#### Document section
My Blog List

Tuesday, October 4, 2011

Simulated SNP-populations of MDLP

Yesterday I had set out to repeat  "simulation" experiments with a SNP dataset of my project's dataset, using PLINK's simulation techniques first described (in terms of population genetics) by Dienekes (the analogous experiments were performed by Harappa DNA BGA project and Eurogenes BGA project).
Synthetic "ancestral" populations (Altaic, Anatolian-Balkanian, Balto-Slavic, North-Atlantic, Scandinavian, Volga-Uralic and Celto-Germanic) were simulated using standard PLINK's simulation routine, with each ""synthetic" population including 5 generated synthetic individuals:
plink --simulate wgas1.sim --make-bed --out sim11
plink --simulate wgas2.sim --make-bed --out sim12
etc. ..
In data simulation, we assumed that  each of 7 clusters defined by specific combination of  allele frequencies of c.100000 Snps (obtained from ADMIXTURE K=7 run under unsupervised model) represents one ancestral pupulation.
########
#### Data shown
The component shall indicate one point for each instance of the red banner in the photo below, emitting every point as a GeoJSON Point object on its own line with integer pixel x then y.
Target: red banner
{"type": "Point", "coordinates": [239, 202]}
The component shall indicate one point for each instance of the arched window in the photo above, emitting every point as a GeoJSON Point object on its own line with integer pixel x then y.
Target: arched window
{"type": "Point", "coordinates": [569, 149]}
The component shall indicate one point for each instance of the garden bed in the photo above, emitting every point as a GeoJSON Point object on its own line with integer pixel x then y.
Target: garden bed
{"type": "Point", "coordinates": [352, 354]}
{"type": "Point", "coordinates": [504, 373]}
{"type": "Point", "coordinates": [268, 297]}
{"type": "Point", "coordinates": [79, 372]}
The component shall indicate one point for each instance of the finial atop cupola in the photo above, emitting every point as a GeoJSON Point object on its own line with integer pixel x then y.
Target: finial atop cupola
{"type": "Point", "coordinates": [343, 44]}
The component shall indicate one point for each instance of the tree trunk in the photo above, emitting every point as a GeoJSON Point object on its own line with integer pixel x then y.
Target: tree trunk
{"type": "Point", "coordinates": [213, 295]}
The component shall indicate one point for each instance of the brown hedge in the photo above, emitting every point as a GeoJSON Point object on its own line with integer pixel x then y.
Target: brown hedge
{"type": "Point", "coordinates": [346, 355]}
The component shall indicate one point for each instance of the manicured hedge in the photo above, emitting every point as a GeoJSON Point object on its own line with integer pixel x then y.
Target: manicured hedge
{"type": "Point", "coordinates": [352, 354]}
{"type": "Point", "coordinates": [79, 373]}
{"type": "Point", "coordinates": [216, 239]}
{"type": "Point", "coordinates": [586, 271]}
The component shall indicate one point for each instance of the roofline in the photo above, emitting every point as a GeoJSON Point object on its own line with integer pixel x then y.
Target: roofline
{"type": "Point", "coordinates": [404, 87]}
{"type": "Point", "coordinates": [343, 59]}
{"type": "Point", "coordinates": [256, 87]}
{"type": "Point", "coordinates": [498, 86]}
########
▶ **Work request 1**
Reproduce the part of the blog post on simulated SNP populations from "Yesterday I had" to "Eurogenes BGA project)." word for word.
▶ **Work request 2**
Continue the blog post on simulated SNP populations, starting after its final sentence.
The data have no connection to the blog post on simulated SNP populations.

▶ **Response box 1**
Yesterday I had set out to repeat  "simulation" experiments with a SNP dataset of my project's dataset, using PLINK's simulation techniques first described (in terms of population genetics) by Dienekes (the analogous experiments were performed by Harappa DNA BGA project and Eurogenes BGA project).

▶ **Response box 2**
Since I was interested in PCA loadings of "ancestral" populations, i used Eigensoft for explicit modeling  differences between different components" along continuous axes of variation. The calculated PCA loadings were then visualized as interactive biplot in R-package BiplotGUI  using the following  Biplot's command:

> Biplots(Data = PCA[, -1], groups = [, 1])

Afterwards  i performed three statistical tests on imported PCA loadings: linear regression, circular regression and procrusted analysis.

1 comment:

  1. PCA dont imply ancestry, it selects principal components from the data without "knowing" anything about the age. It can be admix, genetic drift or anything that has some distinct shape.